THE DATA: Begin
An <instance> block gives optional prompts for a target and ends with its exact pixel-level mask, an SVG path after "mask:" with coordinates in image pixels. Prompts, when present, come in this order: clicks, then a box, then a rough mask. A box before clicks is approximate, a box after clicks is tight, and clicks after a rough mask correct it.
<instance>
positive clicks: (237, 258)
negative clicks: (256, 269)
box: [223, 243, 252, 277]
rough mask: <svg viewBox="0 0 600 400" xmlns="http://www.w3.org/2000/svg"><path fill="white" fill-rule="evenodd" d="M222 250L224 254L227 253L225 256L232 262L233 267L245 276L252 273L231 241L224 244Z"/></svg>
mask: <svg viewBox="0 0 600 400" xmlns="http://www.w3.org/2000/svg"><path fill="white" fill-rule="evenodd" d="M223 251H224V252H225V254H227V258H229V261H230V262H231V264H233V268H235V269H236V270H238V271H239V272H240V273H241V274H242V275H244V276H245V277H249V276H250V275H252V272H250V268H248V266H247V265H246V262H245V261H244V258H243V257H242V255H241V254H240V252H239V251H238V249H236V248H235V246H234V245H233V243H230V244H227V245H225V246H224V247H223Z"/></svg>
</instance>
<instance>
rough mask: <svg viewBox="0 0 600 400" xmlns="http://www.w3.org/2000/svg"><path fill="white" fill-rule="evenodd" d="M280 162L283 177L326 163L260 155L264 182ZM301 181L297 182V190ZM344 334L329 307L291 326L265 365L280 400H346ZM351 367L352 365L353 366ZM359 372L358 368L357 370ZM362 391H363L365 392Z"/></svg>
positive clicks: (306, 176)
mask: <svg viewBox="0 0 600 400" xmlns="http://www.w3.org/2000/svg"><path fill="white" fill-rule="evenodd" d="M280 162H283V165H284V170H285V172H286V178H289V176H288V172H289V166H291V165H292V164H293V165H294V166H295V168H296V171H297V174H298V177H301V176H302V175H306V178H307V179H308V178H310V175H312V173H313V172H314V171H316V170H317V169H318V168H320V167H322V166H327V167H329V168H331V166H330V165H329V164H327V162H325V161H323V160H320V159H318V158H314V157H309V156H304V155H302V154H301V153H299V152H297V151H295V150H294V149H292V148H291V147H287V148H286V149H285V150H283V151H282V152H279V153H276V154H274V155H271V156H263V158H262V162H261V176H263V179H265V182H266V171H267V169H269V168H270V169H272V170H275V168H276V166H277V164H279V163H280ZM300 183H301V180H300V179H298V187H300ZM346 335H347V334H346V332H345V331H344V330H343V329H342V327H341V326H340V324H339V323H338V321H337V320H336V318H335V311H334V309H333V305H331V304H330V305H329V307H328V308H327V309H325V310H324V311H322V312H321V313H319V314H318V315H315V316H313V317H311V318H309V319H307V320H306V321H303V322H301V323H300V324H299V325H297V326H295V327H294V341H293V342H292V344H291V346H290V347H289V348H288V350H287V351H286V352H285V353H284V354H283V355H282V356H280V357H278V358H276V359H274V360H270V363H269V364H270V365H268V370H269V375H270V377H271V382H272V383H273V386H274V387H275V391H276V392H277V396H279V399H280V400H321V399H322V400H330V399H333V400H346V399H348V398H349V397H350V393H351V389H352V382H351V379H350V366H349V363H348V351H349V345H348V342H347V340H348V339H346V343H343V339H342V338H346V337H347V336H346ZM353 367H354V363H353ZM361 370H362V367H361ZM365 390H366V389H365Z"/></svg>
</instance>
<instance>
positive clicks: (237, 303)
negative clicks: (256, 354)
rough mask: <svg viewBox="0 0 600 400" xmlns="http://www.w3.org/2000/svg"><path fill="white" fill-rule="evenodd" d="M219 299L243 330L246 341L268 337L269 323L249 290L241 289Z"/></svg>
THE DATA: End
* **WHAT IS EXPECTED**
Go line by line through the records above and copy each one containing "negative".

* **ANSWER TO THE PROBLEM**
negative clicks: (256, 269)
negative clicks: (256, 354)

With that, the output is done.